PROBLEM DETAILS: Count the lines in both blocks of records below that contain the string "chair". Reply with the number alone.
::::::::
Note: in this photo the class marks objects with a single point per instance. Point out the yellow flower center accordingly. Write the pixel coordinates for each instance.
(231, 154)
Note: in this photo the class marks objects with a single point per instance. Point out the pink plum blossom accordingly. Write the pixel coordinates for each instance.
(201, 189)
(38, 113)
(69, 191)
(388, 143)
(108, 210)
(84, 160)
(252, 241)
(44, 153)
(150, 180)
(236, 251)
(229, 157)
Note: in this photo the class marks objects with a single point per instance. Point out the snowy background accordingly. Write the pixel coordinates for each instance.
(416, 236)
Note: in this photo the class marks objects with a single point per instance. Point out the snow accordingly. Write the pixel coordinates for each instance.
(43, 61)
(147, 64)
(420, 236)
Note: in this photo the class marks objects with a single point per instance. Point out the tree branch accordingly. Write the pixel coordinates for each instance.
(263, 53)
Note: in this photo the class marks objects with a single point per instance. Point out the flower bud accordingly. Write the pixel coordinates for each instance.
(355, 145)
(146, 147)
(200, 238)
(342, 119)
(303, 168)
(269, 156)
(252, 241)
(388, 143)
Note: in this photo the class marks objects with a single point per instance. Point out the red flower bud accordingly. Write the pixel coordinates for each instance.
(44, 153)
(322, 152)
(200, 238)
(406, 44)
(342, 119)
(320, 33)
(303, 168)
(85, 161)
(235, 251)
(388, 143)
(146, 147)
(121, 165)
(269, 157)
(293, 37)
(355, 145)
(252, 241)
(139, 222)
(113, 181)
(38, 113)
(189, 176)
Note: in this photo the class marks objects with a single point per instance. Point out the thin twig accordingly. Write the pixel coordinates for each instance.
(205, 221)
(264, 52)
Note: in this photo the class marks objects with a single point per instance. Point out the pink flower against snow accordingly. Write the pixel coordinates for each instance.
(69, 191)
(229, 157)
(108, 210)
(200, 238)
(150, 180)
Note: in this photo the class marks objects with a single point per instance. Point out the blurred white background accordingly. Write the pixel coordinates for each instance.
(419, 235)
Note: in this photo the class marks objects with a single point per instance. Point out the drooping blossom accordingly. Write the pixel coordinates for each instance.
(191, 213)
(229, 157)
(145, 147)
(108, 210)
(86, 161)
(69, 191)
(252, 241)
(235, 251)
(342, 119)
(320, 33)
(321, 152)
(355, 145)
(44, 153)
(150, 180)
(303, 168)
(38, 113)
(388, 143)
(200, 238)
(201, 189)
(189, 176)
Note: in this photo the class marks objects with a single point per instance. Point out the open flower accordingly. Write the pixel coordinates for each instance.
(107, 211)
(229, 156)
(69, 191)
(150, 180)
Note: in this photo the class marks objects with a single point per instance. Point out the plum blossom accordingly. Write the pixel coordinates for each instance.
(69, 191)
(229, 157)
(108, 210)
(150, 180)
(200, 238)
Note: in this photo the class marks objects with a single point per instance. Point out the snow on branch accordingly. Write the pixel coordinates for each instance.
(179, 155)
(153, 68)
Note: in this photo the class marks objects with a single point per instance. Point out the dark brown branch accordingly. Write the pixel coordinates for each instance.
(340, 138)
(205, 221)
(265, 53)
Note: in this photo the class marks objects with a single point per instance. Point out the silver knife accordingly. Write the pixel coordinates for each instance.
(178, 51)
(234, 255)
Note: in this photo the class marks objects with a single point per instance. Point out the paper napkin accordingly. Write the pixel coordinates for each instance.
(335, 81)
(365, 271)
::::::::
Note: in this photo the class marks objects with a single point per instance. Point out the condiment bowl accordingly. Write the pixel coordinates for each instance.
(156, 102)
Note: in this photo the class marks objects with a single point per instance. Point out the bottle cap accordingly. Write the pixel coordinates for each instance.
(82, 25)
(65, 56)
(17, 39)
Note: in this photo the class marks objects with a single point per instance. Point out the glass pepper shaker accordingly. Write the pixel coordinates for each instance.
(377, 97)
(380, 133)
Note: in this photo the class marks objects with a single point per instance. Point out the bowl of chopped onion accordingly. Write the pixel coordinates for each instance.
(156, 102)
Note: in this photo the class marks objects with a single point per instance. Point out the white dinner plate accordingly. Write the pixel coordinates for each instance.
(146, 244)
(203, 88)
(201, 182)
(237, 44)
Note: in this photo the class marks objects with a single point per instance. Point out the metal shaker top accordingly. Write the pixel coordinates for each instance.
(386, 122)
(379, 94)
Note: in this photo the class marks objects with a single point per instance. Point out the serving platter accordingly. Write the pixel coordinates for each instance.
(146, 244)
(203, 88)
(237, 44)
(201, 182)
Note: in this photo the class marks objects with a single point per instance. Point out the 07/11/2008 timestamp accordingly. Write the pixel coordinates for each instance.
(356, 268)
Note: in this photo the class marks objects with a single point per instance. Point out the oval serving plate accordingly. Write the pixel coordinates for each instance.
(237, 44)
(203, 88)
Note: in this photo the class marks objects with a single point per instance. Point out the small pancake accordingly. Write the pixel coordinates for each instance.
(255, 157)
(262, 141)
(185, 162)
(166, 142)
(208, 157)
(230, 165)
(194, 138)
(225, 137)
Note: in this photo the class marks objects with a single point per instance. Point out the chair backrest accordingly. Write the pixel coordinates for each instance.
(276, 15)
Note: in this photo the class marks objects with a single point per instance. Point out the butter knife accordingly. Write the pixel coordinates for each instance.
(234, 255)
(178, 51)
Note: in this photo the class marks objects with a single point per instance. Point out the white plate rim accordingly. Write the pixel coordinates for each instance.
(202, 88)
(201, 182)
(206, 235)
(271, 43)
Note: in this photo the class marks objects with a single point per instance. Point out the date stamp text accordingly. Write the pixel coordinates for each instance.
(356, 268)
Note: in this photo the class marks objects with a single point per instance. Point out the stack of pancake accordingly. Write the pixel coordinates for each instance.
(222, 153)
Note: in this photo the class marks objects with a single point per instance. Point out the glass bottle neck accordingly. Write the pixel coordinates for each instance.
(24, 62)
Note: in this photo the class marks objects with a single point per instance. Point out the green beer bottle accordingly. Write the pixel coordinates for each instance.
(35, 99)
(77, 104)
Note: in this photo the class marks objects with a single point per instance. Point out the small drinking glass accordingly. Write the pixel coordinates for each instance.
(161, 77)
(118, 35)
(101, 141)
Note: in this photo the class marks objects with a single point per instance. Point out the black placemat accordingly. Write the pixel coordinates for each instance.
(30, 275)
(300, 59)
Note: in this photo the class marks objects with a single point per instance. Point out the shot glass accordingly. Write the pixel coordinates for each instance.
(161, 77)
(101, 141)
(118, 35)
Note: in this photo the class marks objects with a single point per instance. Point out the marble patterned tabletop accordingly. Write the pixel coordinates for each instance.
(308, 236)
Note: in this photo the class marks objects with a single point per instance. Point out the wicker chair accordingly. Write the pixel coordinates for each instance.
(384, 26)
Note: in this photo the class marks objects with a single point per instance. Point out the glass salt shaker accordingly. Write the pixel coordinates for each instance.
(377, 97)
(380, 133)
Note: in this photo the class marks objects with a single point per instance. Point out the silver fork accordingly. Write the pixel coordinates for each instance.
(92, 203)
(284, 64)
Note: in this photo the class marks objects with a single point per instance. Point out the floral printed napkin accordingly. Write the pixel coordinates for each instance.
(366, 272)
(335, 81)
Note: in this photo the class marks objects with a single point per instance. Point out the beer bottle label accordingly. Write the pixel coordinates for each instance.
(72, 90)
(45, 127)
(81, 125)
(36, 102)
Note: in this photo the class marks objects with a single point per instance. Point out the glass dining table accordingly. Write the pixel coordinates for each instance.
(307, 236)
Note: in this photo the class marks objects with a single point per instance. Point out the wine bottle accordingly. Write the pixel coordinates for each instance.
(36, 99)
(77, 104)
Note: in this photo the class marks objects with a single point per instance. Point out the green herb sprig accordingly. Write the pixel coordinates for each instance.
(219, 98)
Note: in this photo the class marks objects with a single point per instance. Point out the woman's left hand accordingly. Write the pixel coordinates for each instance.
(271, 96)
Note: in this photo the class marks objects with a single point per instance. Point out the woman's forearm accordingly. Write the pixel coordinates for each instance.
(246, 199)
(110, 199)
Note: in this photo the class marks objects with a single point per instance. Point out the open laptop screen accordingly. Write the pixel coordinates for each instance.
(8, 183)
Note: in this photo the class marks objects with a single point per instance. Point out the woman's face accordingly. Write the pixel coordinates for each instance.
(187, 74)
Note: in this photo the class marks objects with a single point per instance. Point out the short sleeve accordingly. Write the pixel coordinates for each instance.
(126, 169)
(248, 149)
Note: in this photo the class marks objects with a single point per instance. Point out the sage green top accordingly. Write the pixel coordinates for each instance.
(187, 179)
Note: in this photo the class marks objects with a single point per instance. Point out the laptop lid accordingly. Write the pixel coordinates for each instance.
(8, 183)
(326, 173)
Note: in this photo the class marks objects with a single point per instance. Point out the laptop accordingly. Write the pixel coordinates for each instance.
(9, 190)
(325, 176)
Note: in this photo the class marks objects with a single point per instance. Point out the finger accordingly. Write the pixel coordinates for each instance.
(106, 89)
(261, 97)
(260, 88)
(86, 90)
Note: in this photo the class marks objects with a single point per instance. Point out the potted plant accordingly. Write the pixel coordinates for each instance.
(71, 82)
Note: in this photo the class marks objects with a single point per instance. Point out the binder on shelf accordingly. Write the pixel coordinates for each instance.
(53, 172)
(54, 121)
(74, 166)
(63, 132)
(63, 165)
::::::::
RESPONSE TO THIS TASK: 2